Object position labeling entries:
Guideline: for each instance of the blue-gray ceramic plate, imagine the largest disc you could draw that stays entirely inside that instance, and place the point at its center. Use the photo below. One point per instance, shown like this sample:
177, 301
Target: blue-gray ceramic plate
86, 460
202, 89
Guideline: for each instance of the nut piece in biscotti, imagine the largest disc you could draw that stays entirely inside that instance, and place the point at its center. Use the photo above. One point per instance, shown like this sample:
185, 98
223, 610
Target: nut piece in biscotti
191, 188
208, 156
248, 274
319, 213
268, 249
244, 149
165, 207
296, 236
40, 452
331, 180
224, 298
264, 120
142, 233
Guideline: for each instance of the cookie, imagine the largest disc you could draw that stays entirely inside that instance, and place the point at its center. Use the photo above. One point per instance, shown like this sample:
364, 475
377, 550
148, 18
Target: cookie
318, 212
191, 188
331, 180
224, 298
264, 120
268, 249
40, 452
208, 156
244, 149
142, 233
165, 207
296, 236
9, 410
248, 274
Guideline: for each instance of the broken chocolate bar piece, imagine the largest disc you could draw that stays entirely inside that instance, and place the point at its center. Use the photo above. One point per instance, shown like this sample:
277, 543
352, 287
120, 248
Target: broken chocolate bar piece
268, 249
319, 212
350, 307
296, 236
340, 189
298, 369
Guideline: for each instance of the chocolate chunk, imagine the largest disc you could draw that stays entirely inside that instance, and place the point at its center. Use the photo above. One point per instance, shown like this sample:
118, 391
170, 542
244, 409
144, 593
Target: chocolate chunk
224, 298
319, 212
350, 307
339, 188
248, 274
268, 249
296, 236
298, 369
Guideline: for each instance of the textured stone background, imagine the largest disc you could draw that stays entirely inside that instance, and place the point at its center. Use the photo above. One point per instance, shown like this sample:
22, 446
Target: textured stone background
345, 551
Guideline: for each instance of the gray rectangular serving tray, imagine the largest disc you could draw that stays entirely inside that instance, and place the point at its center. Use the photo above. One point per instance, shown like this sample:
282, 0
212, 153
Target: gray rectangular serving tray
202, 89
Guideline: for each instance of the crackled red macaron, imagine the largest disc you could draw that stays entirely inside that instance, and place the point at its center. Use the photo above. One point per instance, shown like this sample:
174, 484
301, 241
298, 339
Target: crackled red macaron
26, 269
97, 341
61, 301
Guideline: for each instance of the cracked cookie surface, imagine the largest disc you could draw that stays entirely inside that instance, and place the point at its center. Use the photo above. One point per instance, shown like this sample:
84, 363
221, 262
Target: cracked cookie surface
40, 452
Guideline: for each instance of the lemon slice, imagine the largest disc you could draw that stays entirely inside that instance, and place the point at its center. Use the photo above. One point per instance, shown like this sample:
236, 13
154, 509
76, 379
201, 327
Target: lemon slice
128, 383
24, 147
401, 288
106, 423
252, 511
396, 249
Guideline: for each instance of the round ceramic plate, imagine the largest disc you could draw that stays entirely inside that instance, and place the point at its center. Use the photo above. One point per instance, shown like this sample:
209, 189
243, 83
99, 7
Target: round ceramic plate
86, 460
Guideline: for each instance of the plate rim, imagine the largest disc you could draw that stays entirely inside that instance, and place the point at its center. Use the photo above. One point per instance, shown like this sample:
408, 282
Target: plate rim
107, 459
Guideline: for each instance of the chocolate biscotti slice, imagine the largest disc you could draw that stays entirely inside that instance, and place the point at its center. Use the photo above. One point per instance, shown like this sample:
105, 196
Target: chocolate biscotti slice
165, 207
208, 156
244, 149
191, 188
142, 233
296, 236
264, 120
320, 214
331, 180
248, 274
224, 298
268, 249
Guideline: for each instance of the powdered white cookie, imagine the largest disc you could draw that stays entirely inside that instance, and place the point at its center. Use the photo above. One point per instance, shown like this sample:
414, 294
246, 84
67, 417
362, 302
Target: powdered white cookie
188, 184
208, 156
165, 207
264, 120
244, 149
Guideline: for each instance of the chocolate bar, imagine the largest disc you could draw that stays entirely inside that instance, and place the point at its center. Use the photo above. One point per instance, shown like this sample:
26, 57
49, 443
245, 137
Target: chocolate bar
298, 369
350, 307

# Your goal
Only the lines from the one containing "Guideline: for each instance of the powdered" to the end of the listing belong in the output, each reproduced exactly.

# Result of this exercise
Guideline: for each instance of the powdered white cookie, imagine the largest disc you could draw that stays entirely inside that instance, and place the point at its center. Use the photo above. One point per instance, shown like this sample:
414, 294
246, 84
67, 417
362, 302
Target: powdered white cookie
188, 184
208, 156
165, 207
264, 120
244, 149
Guideline: for each instance of the chocolate bar, imagine the largest disc you could draw that stays entirely inside that instance, and place the point at its center. Use the photo above. One point per instance, shown like this sample:
26, 57
49, 443
245, 137
Target: chocolate bar
298, 369
350, 307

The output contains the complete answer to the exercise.